[Start of TEXT PROVIDED]

The TOP500 list was introduced over 20 years ago to assess supercomputer performance at a time when a major technical challenge was solving dense linear algebra problems on high-end computers. Now, most consider the list a marketing tool or an easy, if simplistic, way to impress politicians, funding agencies, and the naïve rather than having much technical value.

The TOP500 list is based on the floating point computational performance assessed by a single benchmark, Linpack, which performs a dense matrix calculation. Unfortunately, the TOP500 does not provide comprehensive insight for the achievable sustained performance of real applications on any system—most compute-intense applications today stress many features of the computing system and data-intensive applications require an entirely different set of metrics. Yet, many sites feel compelled to submit results to the TOP500 list “because everyone has to.”

It is time to ask, “Does everyone have to?” and more specifically, “Why does the HPC community let itself be led by a misleading metric?” Some computer centers, driven by the relentless pressure for a high list ranking, skew the configurations of the computers they acquire to maximize Linpack, to the detriment of the real work to be performed on the system.

[End of TEXT PROVIDED]
[Start of RECORDS SUPPLIED]

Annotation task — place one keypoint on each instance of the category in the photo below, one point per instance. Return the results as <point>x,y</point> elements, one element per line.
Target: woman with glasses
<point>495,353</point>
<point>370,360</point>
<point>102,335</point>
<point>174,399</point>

[End of RECORDS SUPPLIED]

TASK REQUIREMENTS:
1. According to the TOP500 text, what single benchmark is the TOP500 list based on?
2. Write out the part of the TOP500 text starting at "The TOP500 list was" and ending at "much technical value.".

SOLUTIONS IN ORDER:
1. Linpack, which performs a dense matrix calculation.

2.
The TOP500 list was introduced over 20 years ago to assess supercomputer performance at a time when a major technical challenge was solving dense linear algebra problems on high-end computers. Now, most consider the list a marketing tool or an easy, if simplistic, way to impress politicians, funding agencies, and the naïve rather than having much technical value.